TEXTE DE L'EXERCICE:

A un second niveau, Certeau opère des distinctions d’inspiration structuraliste à l’intérieur même de l’unité langagière. C’est le cas notamment lorsqu’il entreprend d’analyser le témoignage rapporté par Jean de Léry de son expédition au Brésil dans la seconde moitié du XVIe siècle et dont Claude Lévi-Strauss avait fait le « bréviaire de l’ethnologue ». De l’aller-retour de Jean de Léry, protestant calviniste parti de Genève, découvrant les Tupinambous de la baie de Rio, avant de revenir en son point de départ, il y a à l’intérieur de ce récit de voyage une découverte essentielle, celle du sauvage. C’est cette intrusion et l’usage qu’en fait de Léry qui intéresse Certeau, la plaçant au coeur du récit ethnologique. Il le perçoit comme un cheminement circulaire de part et d’autre d’une division qui part d’une vision binaire entre le monde sauvage et le monde civilisé pour finalement se complexifier au terme d’une fracture interne du discours  qui finit par différencier une face d’extériorité et d’intériorité au sein des deux mondes opposés : « A la bipolarité initiale, dangereuse et sceptique (vérité par-deçà, erreur par-delà), se substitue un schéma circulaire construit sur le triangle de trois repères 71 », que sont Genève comme  point de départ et de retour, confronté à cette nature étrangère et à cette humanité exemplaire en lesquelles l’altérité du nouveau monde se trouve clivée d’une part en un exotisme et d’autre part en une espérance éthique, selon les voeux et l’expression qu’en donne Jean de Léry. Cette altérité, ce travail de l’autre à l’intérieur de l’écriture occidentale ouvre sur une « herméneutique de l’autre. Il transporte sur le nouveau monde l’appareil exégétique chrétien 72. » Jean de Léry pratique déjà cette herméneutique en substituant au langage théologique qui est  le sien au départ de Genève l’activité traductrice de son point d’arrivée. Quant à Certeau, il redouble cette activité traductrice dans la mesure où il se trouve confronté à une écriture plongée dans le XVIe siècle dont il convient de rendre  compte au XXe siècle. C’est donc à une nouvelle  opération de traduction qu’il faut procéder sur un texte doublement clivé par la différence spatiale qui le travaille et par la distance temporelle qui nous le rend absent.

ENTRÉES FOURNIES:
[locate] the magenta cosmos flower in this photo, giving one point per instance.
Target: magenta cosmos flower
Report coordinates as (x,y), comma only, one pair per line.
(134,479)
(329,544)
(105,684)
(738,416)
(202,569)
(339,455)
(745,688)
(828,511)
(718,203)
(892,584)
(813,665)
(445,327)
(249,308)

ACTIVITÉ: Dites si chaque affirmation concorde avec le texte sur Certeau et Jean de Léry, en répondant oui ou non et en citant les mots du texte qui tranchent. (a) Jean de Léry était un protestant calviniste parti de Genève. (b) Claude Lévi-Strauss avait fait du témoignage de Léry le « bréviaire du voyageur ». (c) Les Tupinambous découverts par Léry vivaient dans la baie de Rio.

CORRIGÉ:
(a) Oui : « protestant calviniste parti de Genève ».
(b) Non : « dont Claude Lévi-Strauss avait fait le « bréviaire de l’ethnologue » ».
(c) Oui : « découvrant les Tupinambous de la baie de Rio ».